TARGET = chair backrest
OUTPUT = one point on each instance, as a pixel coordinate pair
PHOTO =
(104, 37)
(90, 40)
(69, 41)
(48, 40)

== Exercise description ==
Reproduce the material above with "backrest" replaced by "seat back", keeping every other line the same.

== The result ==
TARGET = chair seat back
OUTPUT = one point on each instance, as a pixel coordinate pair
PHOTO =
(104, 37)
(90, 40)
(69, 41)
(48, 40)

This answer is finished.